** Excerpted data follows **

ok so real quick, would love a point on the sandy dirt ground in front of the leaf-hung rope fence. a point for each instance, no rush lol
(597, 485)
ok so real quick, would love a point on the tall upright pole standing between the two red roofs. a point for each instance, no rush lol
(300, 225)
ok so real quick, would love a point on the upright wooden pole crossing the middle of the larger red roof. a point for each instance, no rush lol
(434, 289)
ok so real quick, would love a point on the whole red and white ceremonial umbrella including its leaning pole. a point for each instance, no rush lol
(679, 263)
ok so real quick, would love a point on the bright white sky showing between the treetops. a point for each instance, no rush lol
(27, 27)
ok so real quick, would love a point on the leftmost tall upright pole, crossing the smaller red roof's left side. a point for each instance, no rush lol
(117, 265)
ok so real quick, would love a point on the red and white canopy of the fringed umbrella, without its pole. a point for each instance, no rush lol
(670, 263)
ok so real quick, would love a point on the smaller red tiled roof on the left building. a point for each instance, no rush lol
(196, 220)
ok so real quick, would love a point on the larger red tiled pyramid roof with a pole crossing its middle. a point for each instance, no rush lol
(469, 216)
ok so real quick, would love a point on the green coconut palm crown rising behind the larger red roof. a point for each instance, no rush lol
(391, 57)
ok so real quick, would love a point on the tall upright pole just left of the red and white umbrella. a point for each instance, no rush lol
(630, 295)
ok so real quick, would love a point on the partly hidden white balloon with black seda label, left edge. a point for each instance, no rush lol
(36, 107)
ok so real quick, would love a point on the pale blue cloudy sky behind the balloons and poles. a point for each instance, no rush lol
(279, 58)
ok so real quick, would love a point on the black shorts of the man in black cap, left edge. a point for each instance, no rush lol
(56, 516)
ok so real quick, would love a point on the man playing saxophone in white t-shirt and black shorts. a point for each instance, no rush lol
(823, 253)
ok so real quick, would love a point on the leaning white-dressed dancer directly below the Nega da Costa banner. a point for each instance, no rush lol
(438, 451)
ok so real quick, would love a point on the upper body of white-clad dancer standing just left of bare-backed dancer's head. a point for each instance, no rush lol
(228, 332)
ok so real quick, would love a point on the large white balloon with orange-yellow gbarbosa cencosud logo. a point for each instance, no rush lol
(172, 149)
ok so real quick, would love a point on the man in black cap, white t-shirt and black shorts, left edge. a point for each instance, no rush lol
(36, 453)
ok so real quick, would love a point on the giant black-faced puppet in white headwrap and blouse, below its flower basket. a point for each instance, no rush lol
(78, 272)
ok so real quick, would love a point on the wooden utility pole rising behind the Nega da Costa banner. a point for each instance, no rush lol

** End of Excerpted data **

• **Work order**
Return all data verbatim.

• **Result for this exercise**
ok so real quick, would love a point on the sandy dirt ground in front of the leaf-hung rope fence. a point for each instance, no rush lol
(597, 485)
ok so real quick, would love a point on the tall upright pole standing between the two red roofs. a point for each instance, no rush lol
(300, 225)
ok so real quick, would love a point on the upright wooden pole crossing the middle of the larger red roof. a point for each instance, no rush lol
(434, 289)
ok so real quick, would love a point on the whole red and white ceremonial umbrella including its leaning pole. a point for each instance, no rush lol
(679, 263)
ok so real quick, would love a point on the bright white sky showing between the treetops. a point for each instance, no rush lol
(27, 27)
ok so real quick, would love a point on the leftmost tall upright pole, crossing the smaller red roof's left side. a point for each instance, no rush lol
(117, 265)
ok so real quick, would love a point on the red and white canopy of the fringed umbrella, without its pole. a point for each instance, no rush lol
(670, 263)
ok so real quick, would love a point on the smaller red tiled roof on the left building. a point for each instance, no rush lol
(196, 220)
ok so real quick, would love a point on the larger red tiled pyramid roof with a pole crossing its middle. a point for each instance, no rush lol
(469, 216)
ok so real quick, would love a point on the green coconut palm crown rising behind the larger red roof. a point for each instance, no rush lol
(391, 57)
ok so real quick, would love a point on the tall upright pole just left of the red and white umbrella. a point for each instance, no rush lol
(630, 295)
ok so real quick, would love a point on the partly hidden white balloon with black seda label, left edge. a point for each instance, no rush lol
(36, 107)
ok so real quick, would love a point on the pale blue cloudy sky behind the balloons and poles. a point for each instance, no rush lol
(279, 58)
ok so real quick, would love a point on the black shorts of the man in black cap, left edge. a point for each instance, no rush lol
(56, 516)
ok so real quick, would love a point on the man playing saxophone in white t-shirt and black shorts. a point for each instance, no rush lol
(823, 253)
ok so real quick, would love a point on the leaning white-dressed dancer directly below the Nega da Costa banner. a point for each instance, no rush lol
(438, 451)
ok so real quick, would love a point on the upper body of white-clad dancer standing just left of bare-backed dancer's head. a point for each instance, no rush lol
(228, 332)
ok so real quick, would love a point on the large white balloon with orange-yellow gbarbosa cencosud logo. a point for each instance, no rush lol
(172, 149)
ok so real quick, would love a point on the man in black cap, white t-shirt and black shorts, left edge. a point for each instance, no rush lol
(36, 453)
ok so real quick, would love a point on the giant black-faced puppet in white headwrap and blouse, below its flower basket. a point for each instance, no rush lol
(78, 272)
ok so real quick, would love a point on the wooden utility pole rising behind the Nega da Costa banner. a point for each instance, no rush lol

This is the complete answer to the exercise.